**Goal:** Count the lines in the records below that contain the string "roof", and reply with only the number.

Image point annotation entries:
━━━━━━━━━━━━━━━━━━━━━━━━━━━━━━

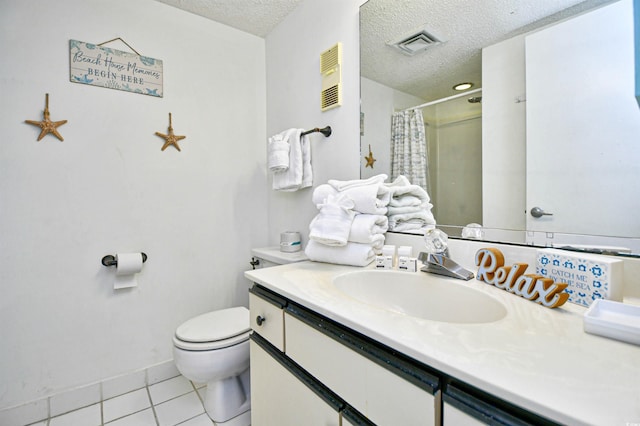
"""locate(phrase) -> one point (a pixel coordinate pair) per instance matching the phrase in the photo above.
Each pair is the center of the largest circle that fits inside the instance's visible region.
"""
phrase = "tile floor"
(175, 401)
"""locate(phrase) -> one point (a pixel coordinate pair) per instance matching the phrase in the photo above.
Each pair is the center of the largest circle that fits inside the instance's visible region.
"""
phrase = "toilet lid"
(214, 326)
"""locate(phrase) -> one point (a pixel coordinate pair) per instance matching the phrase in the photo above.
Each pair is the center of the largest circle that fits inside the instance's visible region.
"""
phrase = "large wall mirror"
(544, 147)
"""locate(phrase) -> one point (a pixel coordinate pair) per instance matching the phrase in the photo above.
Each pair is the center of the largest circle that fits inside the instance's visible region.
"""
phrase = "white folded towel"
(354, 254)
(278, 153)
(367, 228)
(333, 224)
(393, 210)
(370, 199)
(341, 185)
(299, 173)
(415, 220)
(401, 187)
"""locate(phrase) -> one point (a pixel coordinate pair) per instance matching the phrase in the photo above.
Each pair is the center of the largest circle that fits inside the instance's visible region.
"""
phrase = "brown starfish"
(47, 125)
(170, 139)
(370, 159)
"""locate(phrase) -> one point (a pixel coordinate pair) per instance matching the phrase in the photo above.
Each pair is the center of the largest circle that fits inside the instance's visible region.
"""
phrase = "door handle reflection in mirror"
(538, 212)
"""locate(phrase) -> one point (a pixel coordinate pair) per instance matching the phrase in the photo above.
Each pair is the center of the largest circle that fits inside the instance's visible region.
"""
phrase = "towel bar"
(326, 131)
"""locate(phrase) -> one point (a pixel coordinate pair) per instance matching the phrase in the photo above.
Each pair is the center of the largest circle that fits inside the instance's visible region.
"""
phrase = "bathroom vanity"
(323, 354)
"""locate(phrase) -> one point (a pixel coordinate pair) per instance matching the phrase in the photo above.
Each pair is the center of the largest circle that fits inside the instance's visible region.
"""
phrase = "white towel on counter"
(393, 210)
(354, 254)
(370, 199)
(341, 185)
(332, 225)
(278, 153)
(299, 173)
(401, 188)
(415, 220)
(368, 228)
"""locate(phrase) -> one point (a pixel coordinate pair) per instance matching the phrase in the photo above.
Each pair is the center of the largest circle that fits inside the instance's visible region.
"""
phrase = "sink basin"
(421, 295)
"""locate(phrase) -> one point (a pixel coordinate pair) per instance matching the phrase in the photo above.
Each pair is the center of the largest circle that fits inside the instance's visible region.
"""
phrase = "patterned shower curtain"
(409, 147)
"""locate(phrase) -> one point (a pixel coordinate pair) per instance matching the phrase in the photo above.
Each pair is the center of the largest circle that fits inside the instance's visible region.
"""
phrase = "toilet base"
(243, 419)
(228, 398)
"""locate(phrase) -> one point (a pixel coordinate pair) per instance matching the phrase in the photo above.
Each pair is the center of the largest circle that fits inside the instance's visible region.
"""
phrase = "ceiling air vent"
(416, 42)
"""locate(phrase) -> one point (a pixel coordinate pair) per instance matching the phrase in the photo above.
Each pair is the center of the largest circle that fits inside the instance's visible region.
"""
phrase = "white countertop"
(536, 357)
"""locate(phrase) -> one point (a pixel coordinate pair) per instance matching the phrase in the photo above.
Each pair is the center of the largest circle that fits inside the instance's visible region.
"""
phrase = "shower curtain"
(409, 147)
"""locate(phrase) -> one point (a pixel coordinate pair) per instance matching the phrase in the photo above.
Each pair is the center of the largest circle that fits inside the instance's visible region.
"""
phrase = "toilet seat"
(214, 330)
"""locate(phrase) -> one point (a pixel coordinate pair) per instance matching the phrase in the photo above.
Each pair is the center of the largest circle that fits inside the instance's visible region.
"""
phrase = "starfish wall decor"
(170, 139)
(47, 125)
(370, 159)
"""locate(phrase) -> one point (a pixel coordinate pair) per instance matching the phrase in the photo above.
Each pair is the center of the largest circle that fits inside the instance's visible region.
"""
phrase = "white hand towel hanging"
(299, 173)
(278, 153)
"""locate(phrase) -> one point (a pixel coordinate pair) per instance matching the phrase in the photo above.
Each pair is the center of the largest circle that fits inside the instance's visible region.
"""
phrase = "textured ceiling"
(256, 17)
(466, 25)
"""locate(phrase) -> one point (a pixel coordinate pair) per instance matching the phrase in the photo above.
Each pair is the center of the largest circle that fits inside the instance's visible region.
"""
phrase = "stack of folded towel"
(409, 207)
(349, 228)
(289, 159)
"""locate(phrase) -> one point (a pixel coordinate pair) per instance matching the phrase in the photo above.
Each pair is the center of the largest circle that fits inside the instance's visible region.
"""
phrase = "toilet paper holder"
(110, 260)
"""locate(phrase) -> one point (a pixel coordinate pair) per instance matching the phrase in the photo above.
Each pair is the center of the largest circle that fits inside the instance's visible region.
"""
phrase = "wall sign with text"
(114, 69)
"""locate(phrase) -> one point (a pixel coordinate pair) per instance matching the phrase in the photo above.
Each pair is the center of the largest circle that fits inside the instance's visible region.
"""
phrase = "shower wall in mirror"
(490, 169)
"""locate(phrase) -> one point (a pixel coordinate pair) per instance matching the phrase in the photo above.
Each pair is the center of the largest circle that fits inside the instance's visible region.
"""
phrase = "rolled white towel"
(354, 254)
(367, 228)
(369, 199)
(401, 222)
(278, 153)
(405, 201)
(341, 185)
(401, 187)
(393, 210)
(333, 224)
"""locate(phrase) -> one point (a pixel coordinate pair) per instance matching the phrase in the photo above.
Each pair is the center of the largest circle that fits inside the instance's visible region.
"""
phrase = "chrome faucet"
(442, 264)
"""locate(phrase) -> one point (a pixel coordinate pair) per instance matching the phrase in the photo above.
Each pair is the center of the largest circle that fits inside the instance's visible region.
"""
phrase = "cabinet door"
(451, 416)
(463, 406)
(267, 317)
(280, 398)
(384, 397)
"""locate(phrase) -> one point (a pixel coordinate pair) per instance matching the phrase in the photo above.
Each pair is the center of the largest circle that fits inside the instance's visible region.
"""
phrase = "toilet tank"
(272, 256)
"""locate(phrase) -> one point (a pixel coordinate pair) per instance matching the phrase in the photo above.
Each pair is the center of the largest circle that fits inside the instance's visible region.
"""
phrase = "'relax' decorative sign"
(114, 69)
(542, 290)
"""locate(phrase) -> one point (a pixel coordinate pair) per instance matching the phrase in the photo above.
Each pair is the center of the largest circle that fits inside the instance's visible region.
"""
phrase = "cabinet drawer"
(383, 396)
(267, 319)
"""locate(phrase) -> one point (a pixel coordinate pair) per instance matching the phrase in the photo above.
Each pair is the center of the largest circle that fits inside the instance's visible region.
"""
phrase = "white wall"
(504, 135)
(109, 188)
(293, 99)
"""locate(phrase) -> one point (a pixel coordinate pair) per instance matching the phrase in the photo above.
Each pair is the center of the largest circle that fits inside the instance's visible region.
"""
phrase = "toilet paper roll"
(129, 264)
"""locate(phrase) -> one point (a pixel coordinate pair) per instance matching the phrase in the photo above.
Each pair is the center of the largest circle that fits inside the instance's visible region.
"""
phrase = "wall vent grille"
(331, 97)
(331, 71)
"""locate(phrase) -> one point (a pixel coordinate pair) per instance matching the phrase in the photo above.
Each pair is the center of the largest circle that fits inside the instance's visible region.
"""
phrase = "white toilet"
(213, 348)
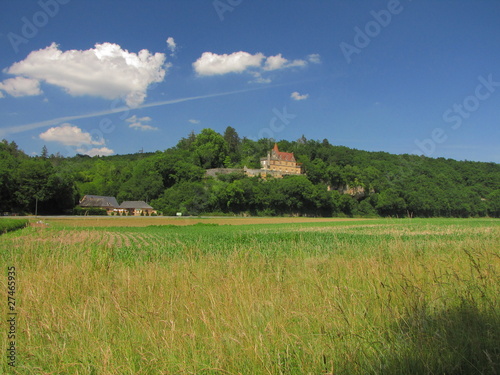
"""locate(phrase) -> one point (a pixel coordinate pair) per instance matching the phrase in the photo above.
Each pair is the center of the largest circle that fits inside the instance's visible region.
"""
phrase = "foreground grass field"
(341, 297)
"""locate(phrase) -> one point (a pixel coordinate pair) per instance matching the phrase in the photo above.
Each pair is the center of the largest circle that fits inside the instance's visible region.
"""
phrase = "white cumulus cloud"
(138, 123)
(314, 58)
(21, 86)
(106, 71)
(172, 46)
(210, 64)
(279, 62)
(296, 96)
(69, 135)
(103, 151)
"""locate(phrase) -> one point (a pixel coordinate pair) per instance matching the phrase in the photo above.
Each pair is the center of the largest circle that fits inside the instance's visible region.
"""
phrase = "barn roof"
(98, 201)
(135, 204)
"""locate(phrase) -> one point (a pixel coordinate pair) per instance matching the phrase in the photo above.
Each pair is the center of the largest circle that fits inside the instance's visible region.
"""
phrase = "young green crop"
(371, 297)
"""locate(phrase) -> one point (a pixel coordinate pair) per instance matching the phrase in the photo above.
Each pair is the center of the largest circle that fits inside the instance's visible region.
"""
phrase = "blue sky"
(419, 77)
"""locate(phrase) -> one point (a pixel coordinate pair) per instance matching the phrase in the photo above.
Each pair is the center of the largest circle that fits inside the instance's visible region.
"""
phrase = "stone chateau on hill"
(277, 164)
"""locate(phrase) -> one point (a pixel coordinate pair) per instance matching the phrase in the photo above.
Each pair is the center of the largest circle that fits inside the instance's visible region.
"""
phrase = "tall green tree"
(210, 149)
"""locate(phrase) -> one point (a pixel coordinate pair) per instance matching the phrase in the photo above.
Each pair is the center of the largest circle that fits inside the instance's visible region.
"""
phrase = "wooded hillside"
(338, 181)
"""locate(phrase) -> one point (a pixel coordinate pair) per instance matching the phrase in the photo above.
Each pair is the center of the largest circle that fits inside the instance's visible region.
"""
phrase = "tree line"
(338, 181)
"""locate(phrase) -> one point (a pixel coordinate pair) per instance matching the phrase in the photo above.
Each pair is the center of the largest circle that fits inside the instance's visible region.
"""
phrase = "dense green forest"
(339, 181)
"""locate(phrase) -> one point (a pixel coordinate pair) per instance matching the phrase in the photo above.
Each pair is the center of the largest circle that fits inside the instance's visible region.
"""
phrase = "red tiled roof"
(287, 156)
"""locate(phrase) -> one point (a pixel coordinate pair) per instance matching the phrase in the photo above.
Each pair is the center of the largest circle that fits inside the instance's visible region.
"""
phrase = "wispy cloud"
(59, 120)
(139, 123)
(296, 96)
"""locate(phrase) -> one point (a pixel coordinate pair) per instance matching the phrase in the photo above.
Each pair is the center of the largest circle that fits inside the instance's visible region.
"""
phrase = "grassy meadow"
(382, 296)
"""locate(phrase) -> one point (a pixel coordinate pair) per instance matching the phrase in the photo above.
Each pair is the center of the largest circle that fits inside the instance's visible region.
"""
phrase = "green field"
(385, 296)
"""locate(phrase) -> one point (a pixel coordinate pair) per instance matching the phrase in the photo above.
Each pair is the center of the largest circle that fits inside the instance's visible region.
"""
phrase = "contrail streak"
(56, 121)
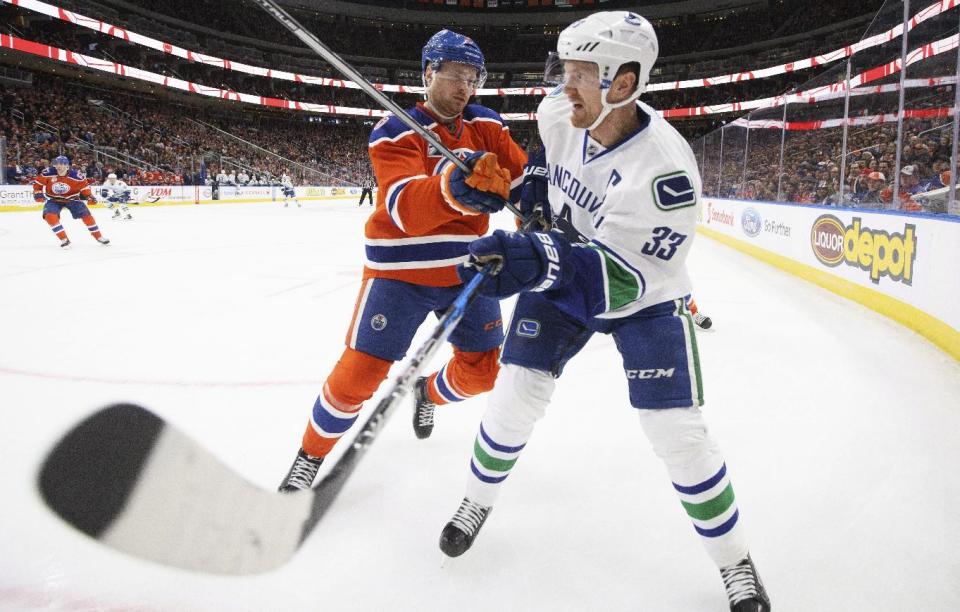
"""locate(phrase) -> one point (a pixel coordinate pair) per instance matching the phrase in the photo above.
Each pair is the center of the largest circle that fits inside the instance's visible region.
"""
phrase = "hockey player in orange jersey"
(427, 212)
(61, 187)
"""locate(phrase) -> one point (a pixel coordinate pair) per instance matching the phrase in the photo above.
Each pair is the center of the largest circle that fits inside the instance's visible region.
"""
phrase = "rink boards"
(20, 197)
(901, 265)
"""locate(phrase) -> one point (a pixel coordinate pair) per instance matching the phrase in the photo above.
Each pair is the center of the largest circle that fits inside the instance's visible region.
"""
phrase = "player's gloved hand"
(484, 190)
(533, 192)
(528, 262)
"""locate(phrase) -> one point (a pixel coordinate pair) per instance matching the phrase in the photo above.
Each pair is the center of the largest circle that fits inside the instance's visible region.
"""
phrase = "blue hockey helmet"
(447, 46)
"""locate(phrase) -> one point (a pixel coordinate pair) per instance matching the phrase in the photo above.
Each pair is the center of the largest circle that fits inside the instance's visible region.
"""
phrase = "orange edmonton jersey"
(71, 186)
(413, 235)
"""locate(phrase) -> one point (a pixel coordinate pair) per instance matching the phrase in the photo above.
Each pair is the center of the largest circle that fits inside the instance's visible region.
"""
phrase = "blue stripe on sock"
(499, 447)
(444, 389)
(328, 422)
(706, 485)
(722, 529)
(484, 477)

━━━━━━━━━━━━━━━━━━━━━━━━━━━━━━

**Worked solution:** 2